Collection entries:
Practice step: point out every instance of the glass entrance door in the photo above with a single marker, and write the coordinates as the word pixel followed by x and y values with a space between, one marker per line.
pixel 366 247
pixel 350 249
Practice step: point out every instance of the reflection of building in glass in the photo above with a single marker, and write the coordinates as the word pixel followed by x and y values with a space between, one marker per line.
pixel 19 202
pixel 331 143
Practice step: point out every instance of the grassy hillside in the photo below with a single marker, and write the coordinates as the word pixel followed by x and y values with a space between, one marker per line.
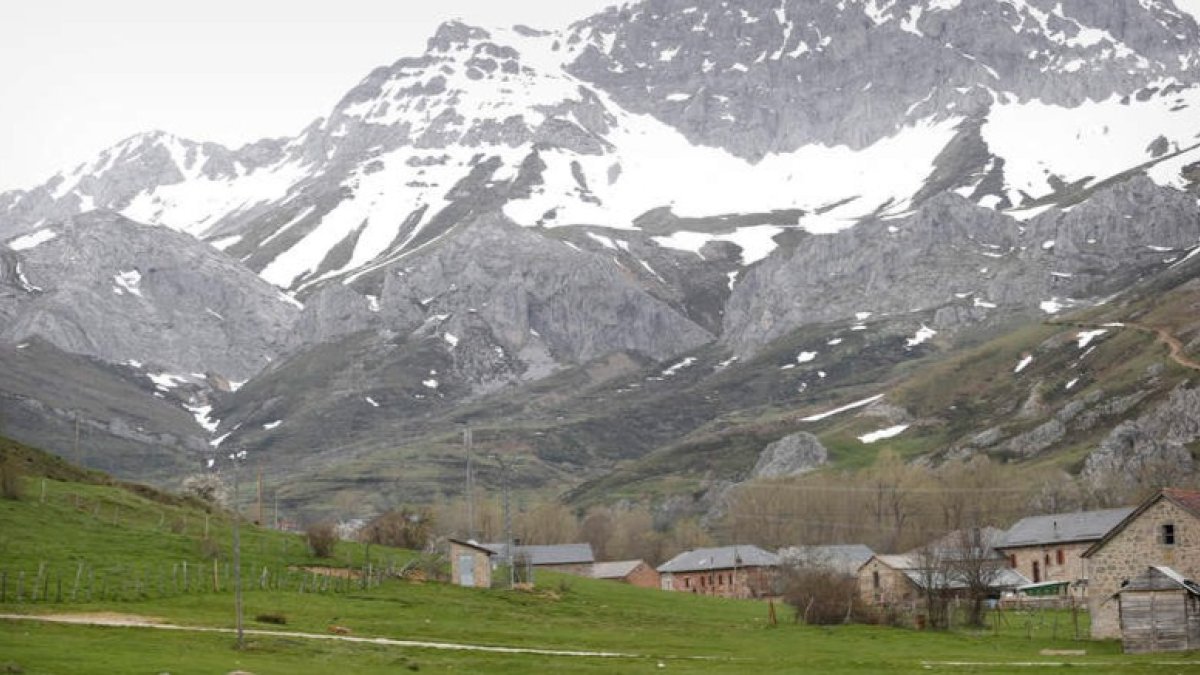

Requirement => Please output the part of the material that opens with its first line and closes with the line containing "pixel 350 249". Include both of those lines, and reproduce every line unchanged.

Solution to this problem =>
Practice step: point out every instance of the glass entrance door in the photo above with a single marker, and write the coordinates as the word pixel followed by x and y values with a space between, one marker per line.
pixel 366 247
pixel 350 249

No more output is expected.